Фрагмент страницы:

6 октября 2022 г. Дмитрию присвоили звание Героя Украины с вручением ордена "Золотая звезда".
– Где 24 февраля вас застала война?
– В Попасной. Мы приехали на очередную ротацию, должны были заезжать на 8 месяцев в Станицу Луганскую. Должна была быть длинная ротация с Бригадой быстрого реагирования Нацгвардии, а они уже были там подчинены 80-й десантной бригаде. Вот мы с ними должны там работать.
23 февраля мы уезжаем из Киева, очень долго не могли выбраться. Постоянно что-либо менялось. Какие-то планы. Мы уезжаем – нас возвращают с полпути назад. Фактически 23 февраля мы уехали утром, вечером уже были там. А 24 февраля утром должны собираться, заряжаться и ехать на Станицу Луганскую.
– Какую вам задачу ставило руководство?
– Контрснайперская активность. Мы корректировали и выявляли противника.
– Когда вы понимаете, что все – активная война, фронт движется – вам удавалось перенастраиваться? К примеру, вчера вы были снайпером – а сегодня взяли гранатомет. Или выполнять функцию артиллерии, пехоты?

Задание: Перечислите все населенные пункты, названные во фрагменте страницы, в порядке их первого упоминания. Следующие далее данные представляют собой отдельный материал.

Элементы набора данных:
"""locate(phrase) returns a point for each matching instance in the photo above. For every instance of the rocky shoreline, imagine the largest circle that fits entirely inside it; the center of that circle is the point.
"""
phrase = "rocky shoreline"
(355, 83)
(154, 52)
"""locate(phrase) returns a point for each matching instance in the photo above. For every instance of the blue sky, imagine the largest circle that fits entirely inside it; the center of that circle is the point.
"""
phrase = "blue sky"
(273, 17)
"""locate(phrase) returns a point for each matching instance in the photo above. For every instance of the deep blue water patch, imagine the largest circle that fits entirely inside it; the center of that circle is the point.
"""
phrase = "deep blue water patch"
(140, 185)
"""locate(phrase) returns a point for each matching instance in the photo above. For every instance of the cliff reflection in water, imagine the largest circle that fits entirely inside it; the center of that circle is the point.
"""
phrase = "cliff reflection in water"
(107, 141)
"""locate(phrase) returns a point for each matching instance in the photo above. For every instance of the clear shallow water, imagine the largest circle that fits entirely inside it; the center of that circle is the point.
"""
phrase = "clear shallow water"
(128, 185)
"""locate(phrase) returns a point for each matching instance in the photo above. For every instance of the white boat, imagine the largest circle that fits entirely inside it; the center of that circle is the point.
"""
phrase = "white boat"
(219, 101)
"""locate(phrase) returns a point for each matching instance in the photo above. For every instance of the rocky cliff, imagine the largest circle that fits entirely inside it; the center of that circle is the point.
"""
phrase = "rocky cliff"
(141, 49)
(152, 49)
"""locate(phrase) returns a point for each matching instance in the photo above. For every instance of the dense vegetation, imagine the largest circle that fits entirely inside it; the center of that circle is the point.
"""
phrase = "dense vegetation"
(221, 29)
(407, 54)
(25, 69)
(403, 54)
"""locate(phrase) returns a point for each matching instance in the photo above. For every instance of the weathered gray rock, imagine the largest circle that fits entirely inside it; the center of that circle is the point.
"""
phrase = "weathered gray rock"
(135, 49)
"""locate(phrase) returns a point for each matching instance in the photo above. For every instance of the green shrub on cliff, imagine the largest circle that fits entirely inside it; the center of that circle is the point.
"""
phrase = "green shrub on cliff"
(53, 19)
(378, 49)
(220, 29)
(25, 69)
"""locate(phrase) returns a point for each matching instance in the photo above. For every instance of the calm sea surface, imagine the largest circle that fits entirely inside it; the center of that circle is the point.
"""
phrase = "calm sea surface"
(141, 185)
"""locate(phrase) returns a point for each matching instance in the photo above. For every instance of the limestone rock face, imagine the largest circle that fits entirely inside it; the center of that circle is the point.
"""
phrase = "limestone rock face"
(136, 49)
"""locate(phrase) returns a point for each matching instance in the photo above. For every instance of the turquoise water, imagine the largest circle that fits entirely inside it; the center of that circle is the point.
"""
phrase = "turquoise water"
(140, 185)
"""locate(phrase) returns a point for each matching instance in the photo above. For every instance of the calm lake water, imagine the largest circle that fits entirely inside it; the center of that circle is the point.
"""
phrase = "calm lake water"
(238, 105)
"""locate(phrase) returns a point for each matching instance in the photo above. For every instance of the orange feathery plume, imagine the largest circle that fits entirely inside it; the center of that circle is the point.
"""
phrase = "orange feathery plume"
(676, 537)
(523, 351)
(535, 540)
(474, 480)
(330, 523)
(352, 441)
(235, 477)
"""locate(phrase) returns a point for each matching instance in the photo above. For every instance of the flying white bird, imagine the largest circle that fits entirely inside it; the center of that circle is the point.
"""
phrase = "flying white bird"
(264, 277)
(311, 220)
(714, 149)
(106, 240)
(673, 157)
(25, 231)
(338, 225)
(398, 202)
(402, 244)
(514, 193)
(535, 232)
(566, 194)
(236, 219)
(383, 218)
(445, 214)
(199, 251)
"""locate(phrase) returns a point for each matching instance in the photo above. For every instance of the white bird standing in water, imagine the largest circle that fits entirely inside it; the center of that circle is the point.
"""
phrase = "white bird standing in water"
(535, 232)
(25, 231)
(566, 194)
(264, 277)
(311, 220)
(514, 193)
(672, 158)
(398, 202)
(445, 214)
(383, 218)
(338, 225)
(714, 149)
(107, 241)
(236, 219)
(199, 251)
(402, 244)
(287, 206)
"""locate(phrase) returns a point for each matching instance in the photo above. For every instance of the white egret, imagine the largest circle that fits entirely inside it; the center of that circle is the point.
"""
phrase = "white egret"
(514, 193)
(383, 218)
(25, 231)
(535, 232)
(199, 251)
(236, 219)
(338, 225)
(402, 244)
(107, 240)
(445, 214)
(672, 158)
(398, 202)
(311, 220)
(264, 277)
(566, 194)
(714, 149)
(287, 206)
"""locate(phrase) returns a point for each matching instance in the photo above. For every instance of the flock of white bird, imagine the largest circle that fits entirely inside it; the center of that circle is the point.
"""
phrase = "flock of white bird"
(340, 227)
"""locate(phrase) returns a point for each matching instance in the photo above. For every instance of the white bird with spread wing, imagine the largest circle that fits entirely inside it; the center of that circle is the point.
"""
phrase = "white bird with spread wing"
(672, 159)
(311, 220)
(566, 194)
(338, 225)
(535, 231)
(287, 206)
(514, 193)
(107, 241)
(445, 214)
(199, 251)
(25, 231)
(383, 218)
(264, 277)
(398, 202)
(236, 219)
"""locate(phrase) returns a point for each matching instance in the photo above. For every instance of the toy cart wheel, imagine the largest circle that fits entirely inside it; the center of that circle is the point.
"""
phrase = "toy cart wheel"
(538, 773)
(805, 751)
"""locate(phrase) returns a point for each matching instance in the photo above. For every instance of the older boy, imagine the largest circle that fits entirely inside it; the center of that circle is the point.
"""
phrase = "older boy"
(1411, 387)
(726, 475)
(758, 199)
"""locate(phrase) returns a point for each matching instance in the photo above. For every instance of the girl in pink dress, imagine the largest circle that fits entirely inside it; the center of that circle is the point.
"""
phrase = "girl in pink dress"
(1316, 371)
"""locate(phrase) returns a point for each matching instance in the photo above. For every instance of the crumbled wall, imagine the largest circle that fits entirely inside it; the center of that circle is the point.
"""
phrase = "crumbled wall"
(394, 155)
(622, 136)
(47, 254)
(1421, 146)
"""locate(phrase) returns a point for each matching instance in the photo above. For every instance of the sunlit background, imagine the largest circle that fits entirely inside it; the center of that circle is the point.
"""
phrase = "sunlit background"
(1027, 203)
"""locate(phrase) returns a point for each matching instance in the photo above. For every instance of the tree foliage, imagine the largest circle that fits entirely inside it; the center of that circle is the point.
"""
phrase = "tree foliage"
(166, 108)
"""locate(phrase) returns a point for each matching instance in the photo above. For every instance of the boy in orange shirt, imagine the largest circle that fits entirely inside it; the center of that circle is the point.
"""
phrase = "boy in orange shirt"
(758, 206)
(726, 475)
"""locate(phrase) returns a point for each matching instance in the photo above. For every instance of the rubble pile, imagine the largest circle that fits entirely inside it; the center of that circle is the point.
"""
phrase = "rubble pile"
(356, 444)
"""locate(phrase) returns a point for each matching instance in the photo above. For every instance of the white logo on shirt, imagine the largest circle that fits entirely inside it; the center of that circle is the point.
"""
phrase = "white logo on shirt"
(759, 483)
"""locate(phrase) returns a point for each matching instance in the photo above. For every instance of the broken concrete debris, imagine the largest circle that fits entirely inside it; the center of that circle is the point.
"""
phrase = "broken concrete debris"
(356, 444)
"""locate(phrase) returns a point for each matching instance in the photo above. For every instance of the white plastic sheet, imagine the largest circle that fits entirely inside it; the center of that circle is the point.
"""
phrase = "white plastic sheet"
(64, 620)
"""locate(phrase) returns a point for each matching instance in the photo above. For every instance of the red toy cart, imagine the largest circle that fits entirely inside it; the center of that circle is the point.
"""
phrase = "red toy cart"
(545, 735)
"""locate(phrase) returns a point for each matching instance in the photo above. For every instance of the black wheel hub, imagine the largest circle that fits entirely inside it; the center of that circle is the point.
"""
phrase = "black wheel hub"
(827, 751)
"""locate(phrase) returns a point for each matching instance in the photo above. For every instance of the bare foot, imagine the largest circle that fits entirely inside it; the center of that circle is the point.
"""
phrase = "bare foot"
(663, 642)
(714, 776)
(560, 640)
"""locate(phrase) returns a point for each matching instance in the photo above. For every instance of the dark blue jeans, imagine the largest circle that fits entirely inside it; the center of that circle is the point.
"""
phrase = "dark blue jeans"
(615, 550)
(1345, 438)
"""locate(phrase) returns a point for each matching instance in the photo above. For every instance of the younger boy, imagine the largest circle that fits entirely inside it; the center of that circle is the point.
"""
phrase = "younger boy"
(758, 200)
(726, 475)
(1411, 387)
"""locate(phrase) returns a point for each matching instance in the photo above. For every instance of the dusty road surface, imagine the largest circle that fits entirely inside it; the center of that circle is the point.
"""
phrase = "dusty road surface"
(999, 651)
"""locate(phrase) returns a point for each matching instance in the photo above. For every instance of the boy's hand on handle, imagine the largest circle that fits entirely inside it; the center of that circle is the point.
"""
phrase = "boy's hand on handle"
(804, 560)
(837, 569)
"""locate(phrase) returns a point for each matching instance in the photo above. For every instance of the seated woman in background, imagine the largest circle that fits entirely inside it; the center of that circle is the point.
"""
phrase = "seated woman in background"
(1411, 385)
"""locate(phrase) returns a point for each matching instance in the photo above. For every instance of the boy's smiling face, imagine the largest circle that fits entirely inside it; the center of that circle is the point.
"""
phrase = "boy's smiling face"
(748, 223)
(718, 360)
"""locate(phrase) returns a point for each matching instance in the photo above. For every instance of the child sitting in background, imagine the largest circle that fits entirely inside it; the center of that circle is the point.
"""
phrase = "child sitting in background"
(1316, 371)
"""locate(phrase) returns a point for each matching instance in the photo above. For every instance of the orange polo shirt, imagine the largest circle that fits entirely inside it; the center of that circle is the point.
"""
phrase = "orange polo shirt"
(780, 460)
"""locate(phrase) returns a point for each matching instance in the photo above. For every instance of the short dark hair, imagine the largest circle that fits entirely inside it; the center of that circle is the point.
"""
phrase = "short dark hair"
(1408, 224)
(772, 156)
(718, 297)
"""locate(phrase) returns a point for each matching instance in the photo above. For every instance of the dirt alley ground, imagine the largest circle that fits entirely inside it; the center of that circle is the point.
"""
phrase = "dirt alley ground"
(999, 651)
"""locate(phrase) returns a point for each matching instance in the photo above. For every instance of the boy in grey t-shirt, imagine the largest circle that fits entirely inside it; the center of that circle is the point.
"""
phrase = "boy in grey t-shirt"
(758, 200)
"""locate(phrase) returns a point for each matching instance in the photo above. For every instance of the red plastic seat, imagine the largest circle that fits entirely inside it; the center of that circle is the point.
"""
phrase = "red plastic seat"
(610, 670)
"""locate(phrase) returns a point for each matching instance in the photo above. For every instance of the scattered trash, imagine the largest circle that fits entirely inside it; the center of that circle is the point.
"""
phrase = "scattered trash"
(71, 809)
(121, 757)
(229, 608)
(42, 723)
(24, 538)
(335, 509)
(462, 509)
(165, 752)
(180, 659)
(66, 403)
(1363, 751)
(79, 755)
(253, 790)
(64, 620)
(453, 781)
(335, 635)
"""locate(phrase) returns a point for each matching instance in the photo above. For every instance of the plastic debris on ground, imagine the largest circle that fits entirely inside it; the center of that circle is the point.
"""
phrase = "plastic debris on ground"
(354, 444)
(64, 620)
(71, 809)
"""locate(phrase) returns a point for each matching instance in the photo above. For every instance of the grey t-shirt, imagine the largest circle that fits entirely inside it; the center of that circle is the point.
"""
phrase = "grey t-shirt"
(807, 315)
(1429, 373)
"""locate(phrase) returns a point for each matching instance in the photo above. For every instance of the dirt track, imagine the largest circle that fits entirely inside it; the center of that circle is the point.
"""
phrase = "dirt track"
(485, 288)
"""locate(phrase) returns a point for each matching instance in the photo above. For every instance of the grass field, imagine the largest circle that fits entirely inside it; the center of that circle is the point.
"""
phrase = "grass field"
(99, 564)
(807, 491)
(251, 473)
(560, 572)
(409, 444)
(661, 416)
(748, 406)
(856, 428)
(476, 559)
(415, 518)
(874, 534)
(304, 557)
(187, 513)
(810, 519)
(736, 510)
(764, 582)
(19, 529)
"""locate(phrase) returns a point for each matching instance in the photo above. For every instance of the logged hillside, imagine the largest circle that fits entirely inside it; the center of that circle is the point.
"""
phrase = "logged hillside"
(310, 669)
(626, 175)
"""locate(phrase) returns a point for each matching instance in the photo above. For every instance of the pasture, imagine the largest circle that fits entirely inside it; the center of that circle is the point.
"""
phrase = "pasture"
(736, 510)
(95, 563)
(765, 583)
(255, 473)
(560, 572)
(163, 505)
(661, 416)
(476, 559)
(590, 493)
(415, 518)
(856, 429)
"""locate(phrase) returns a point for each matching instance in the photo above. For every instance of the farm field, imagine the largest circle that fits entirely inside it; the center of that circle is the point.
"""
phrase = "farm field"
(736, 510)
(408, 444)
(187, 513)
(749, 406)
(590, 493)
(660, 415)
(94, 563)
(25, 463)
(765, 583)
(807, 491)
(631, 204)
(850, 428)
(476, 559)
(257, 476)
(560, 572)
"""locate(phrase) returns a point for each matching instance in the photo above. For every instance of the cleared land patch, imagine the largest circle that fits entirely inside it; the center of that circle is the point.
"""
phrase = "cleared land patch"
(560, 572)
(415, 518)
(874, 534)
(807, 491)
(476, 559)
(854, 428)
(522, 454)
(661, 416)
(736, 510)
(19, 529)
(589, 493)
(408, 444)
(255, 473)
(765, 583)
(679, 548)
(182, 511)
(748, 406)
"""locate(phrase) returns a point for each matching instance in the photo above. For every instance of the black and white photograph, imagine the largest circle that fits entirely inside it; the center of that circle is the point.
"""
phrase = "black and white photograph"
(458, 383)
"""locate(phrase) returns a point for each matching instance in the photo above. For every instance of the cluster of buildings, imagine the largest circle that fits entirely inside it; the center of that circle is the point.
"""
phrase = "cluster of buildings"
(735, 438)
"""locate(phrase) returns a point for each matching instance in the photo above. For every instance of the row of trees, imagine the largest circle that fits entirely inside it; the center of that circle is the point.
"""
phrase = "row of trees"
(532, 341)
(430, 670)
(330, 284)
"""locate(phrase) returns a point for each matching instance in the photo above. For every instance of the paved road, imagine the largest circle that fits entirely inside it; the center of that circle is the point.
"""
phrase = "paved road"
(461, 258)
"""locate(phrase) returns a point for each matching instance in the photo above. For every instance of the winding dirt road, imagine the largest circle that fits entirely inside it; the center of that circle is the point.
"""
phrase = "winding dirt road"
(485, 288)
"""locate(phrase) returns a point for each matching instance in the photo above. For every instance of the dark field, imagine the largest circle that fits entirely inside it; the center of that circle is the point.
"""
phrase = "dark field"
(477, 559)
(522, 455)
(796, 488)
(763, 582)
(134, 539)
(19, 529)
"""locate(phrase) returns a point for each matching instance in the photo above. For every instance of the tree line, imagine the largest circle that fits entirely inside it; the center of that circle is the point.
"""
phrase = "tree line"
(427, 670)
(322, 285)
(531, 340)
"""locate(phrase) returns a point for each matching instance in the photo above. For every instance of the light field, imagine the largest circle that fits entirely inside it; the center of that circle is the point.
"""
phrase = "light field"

Решение задачи: Попасная, Станица Луганская, Киев.